[What is expected]: Repeat verbatim what the listing holds, but not its pictures.

[Input data]:
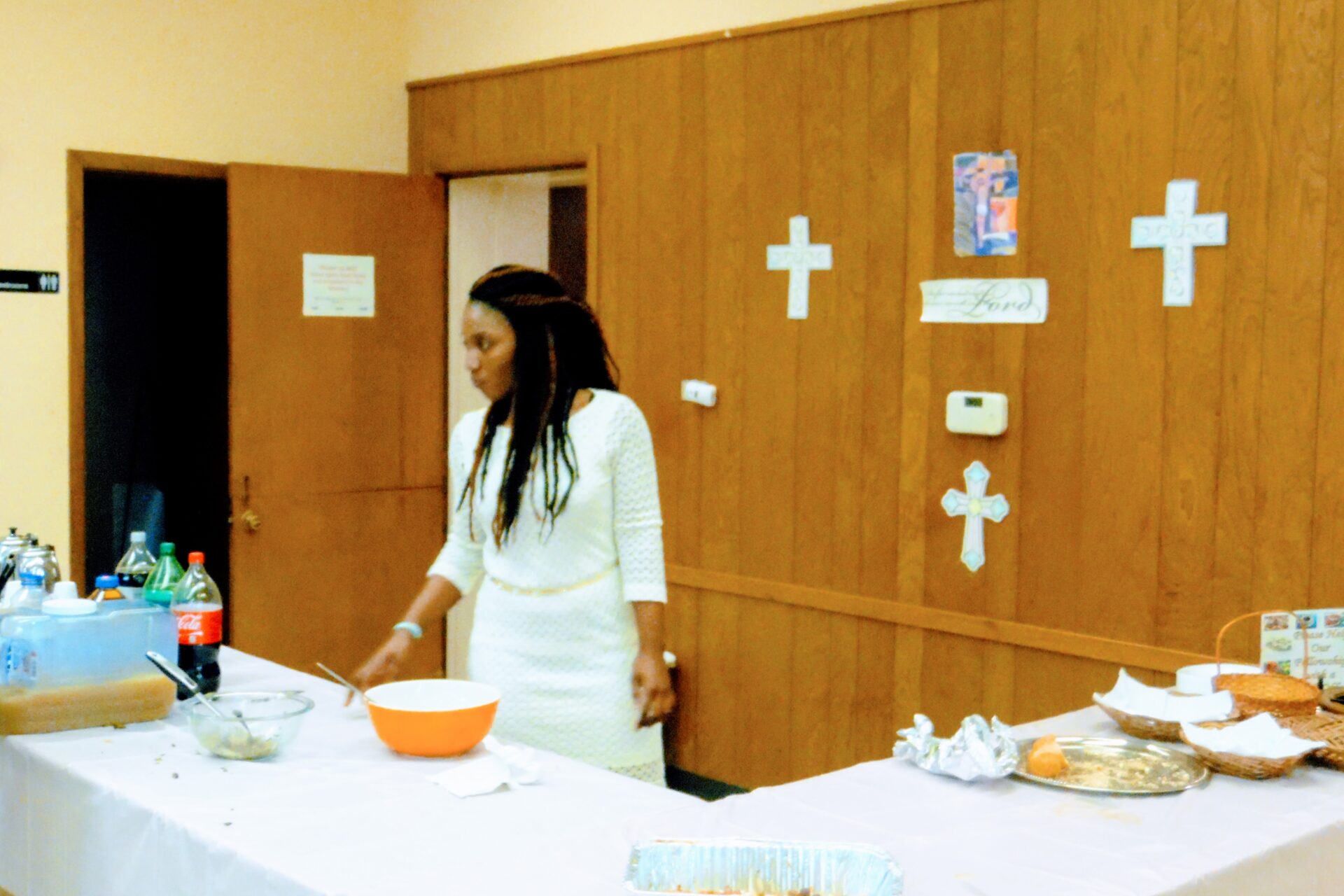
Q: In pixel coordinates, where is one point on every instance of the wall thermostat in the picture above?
(977, 413)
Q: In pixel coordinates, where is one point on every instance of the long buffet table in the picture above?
(141, 811)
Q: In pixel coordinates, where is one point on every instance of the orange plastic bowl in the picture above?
(433, 716)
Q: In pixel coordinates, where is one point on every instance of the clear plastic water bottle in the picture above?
(30, 596)
(201, 625)
(134, 567)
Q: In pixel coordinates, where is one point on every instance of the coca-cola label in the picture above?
(200, 625)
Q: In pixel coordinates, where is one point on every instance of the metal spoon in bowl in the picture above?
(353, 688)
(186, 681)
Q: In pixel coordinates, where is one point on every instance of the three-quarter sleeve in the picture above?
(636, 514)
(460, 561)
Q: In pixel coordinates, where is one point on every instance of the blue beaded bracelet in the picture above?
(409, 628)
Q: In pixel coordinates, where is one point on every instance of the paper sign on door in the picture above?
(337, 285)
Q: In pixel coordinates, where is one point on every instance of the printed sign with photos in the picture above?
(1281, 644)
(986, 191)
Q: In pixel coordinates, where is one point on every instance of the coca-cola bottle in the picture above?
(201, 625)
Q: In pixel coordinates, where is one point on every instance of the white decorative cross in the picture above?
(974, 507)
(1177, 234)
(799, 258)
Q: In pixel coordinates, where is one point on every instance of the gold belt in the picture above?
(514, 589)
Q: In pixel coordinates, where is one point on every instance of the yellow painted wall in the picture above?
(451, 36)
(298, 83)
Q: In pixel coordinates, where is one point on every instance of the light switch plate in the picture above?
(977, 413)
(699, 393)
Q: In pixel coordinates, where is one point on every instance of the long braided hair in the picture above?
(558, 351)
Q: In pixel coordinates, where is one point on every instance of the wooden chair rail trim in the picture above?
(689, 41)
(1021, 634)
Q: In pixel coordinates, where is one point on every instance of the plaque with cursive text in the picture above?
(986, 301)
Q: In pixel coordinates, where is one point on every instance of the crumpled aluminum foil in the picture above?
(979, 750)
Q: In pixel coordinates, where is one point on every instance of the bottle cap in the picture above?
(69, 608)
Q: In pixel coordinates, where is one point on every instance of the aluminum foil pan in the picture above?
(761, 868)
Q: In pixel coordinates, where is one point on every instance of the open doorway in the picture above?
(537, 219)
(155, 367)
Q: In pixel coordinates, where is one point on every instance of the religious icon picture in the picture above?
(986, 194)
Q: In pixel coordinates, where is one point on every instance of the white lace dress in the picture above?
(554, 626)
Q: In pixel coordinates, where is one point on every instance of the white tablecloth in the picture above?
(143, 811)
(1014, 839)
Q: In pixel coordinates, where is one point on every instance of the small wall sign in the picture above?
(30, 281)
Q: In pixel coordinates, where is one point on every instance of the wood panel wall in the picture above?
(1167, 468)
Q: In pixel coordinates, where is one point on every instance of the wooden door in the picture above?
(336, 424)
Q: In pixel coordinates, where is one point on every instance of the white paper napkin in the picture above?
(504, 766)
(1257, 736)
(1138, 699)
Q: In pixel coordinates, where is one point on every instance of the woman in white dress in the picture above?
(555, 500)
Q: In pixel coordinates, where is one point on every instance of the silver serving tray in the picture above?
(768, 867)
(1140, 769)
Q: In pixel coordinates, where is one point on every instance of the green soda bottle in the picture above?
(164, 577)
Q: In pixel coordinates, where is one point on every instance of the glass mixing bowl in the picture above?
(272, 719)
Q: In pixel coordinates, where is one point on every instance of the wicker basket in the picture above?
(1254, 767)
(1142, 727)
(1281, 696)
(1322, 727)
(1328, 701)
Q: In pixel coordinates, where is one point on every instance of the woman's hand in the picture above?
(652, 688)
(385, 663)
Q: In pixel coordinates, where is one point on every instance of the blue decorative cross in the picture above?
(976, 508)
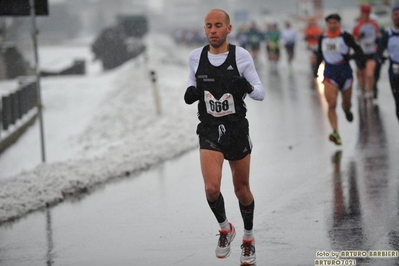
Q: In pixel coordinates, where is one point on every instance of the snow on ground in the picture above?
(99, 127)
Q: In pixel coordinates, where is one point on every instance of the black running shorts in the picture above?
(230, 138)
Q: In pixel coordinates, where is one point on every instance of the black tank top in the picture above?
(222, 100)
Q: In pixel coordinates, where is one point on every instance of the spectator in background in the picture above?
(254, 39)
(288, 38)
(366, 33)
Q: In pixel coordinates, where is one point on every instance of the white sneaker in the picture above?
(225, 238)
(248, 256)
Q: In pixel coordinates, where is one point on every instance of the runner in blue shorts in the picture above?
(334, 49)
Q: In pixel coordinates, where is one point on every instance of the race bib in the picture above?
(218, 108)
(331, 46)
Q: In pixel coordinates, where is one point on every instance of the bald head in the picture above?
(219, 11)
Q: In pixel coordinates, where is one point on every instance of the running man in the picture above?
(334, 49)
(221, 76)
(390, 42)
(366, 33)
(312, 35)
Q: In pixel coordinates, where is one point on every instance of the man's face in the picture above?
(216, 28)
(395, 18)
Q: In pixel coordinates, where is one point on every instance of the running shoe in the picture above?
(349, 115)
(248, 256)
(334, 137)
(225, 238)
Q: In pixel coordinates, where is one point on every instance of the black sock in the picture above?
(247, 213)
(217, 208)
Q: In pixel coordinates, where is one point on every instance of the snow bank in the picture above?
(124, 135)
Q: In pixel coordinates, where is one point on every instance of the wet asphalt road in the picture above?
(310, 195)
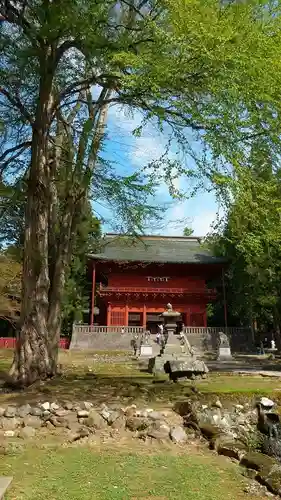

[Task solution]:
Q: In pixel coordinates, where is one point on every instance of the wall thermostat in the picture above?
(977, 413)
Q: In pixel coordinates, where is one point on every instance of the long buffet table in the picture above?
(141, 811)
Q: In pixel coordinates, where is one point on every instance of the orange plastic bowl in the picture above?
(433, 716)
Q: In pixel coordinates, where is one point on every instance of the clear plastic water bottle in the picture above?
(30, 596)
(201, 625)
(134, 567)
Q: In pixel coordinates, where is one point on every instance of the coca-cola label in the picture above?
(200, 625)
Q: In pixel coordinates, where is one point on every instance of the metal spoon in bowl in the picture above?
(353, 688)
(186, 681)
Q: In pixel coordinates, where is one point on every instance of the three-quarter sleeve in the picture above?
(636, 514)
(460, 561)
Q: In pixel coordinates, where is one point on every instance of the blue beaded bracelet in the picture above?
(409, 628)
Q: In pixel coordinates, where is one point on every instance of the paper sign on door in the picture above?
(337, 285)
Q: In pixel coordinates, where is one point on every instance of the printed sign with photos in the picture above?
(1281, 644)
(986, 191)
Q: In pixel coordinates, where is one point on every instance of the coca-cola bottle in the picture above?
(201, 625)
Q: In pixel coordinates, where is one point on every instance of the white decorative cross in the picture above?
(974, 507)
(1177, 234)
(799, 258)
Q: In pixel coordinates, where is one point on every instance of the gold belt in the picture above?
(514, 589)
Q: In pixel coordinates, where is one point on every instance of the yellow painted wall in the picture above?
(451, 36)
(298, 83)
Q: In pixel coordinates, where is one point on every instance of the light switch plate in the picture above?
(977, 413)
(699, 393)
Q: In pixel coordinates, where is one point on every instance of the long braided hair in the picture above?
(558, 351)
Q: In pixel coordinates, where is one point on every instance of the wooden chair rail trim in the picture above?
(689, 41)
(1021, 634)
Q: In pixel coordinates, where is one point on every instance of the plaque with cursive text in the picture above?
(986, 301)
Q: In pixel coordinates, where is one point on every instance of the crumpled aluminum foil in the picture above?
(979, 750)
Q: In pixel coordinates, where is one point on every instance of the bottle cap in the picture above?
(69, 608)
Q: In pixel coordinates, where is one point on every instance of the aluminum foil pan in the picture above?
(761, 868)
Q: In pixel coordinates, where is one point on every instance of the open doorway in the picture above?
(537, 219)
(155, 367)
Q: In pixel coordinates, where is one point on every instance of the religious icon picture in the picture above?
(986, 194)
Q: In pixel coordinates, where is one point on every instance of the white lace dress in the picture above?
(554, 626)
Q: In pixel coordinates, where is one point on every instance of the white tablecloth in the picture above?
(143, 811)
(1014, 839)
Q: In pixel coordinates, where is one point on every instance of the small wall sign in the picture above?
(30, 281)
Q: In pixel coordinates, where is one point on every instance of the wood panel wall in the picture above?
(1167, 468)
Q: In pixel coordinates, where is one point on every instance of the wooden door in the picture above?
(336, 424)
Q: In pixel coordinates, where is one point on every instance of the white paper napkin in the picture above?
(504, 766)
(1257, 736)
(1138, 699)
Q: In pixel coordinates, where is one point on every instance of the woman in white dress in the picture above?
(555, 500)
Q: In pixel coordinates, where is one point on every instance of the silver serving tray in the picture above?
(768, 867)
(1140, 769)
Q: In pixel coordinates, where is one point on every instance of the green soda bottle in the picture above?
(164, 577)
Q: In pixel coordinates, where is one point on every instance of the glass mixing bowl in the picture above?
(272, 719)
Q: In pixel coordinates, where is one point on every instance of the wicker basket in the picture above?
(1254, 767)
(1142, 727)
(1281, 696)
(1322, 727)
(1328, 701)
Q: In pixel coordinates, where is one point on every instance of the woman's hand in the picture above?
(652, 688)
(385, 663)
Q: In pixel coordinates, where is one point on every instance of the blue decorative cross in the picture above?
(976, 508)
Q: In pixel coordinates, where is one point on every instance of the snow on ground in the picture above?
(99, 127)
Q: In pixel coordinates, where is one point on every instance of the black running shorts in the picture above?
(230, 138)
Q: In pixel coordinates, where is one point on every instance of the black tank top in the picture above?
(222, 100)
Q: In pixel coordinates, where is one point on every instance of the spectator in background in the picture above?
(254, 39)
(288, 38)
(366, 33)
Q: In pixel coordinates, where is one point on every instance of the white sneaker in the picture above?
(225, 238)
(248, 256)
Q: In pixel coordinates, where is one point on every instance of the runner in blue shorts in the picture above?
(334, 49)
Q: In pixel coordinates, where is one point on every instance of the race bib in the picture above?
(218, 108)
(331, 46)
Q: In pixel coordinates, where is one point on every instance of the bald head in the picture above?
(219, 11)
Q: In pixel coordinates, where is one point on every instance of the running man in the picture above?
(334, 49)
(221, 76)
(390, 42)
(366, 33)
(312, 35)
Q: In pixel coordinates, where is one point on every instance of the man's face in the picture above?
(216, 28)
(395, 18)
Q: In pixel coordinates, where is one point on every instance of the running shoe in the picture above?
(349, 115)
(248, 256)
(334, 137)
(225, 238)
Q: In pixel coordinates, where is one point on every instance of the black sock in the picture above?
(247, 213)
(217, 208)
Q: In pixel coordinates, where is one point on every instance of the snow bank in the picture above?
(124, 135)
Q: In pixel coordinates, where is one point on every instance of the wet asphalt road in the picture above?
(310, 195)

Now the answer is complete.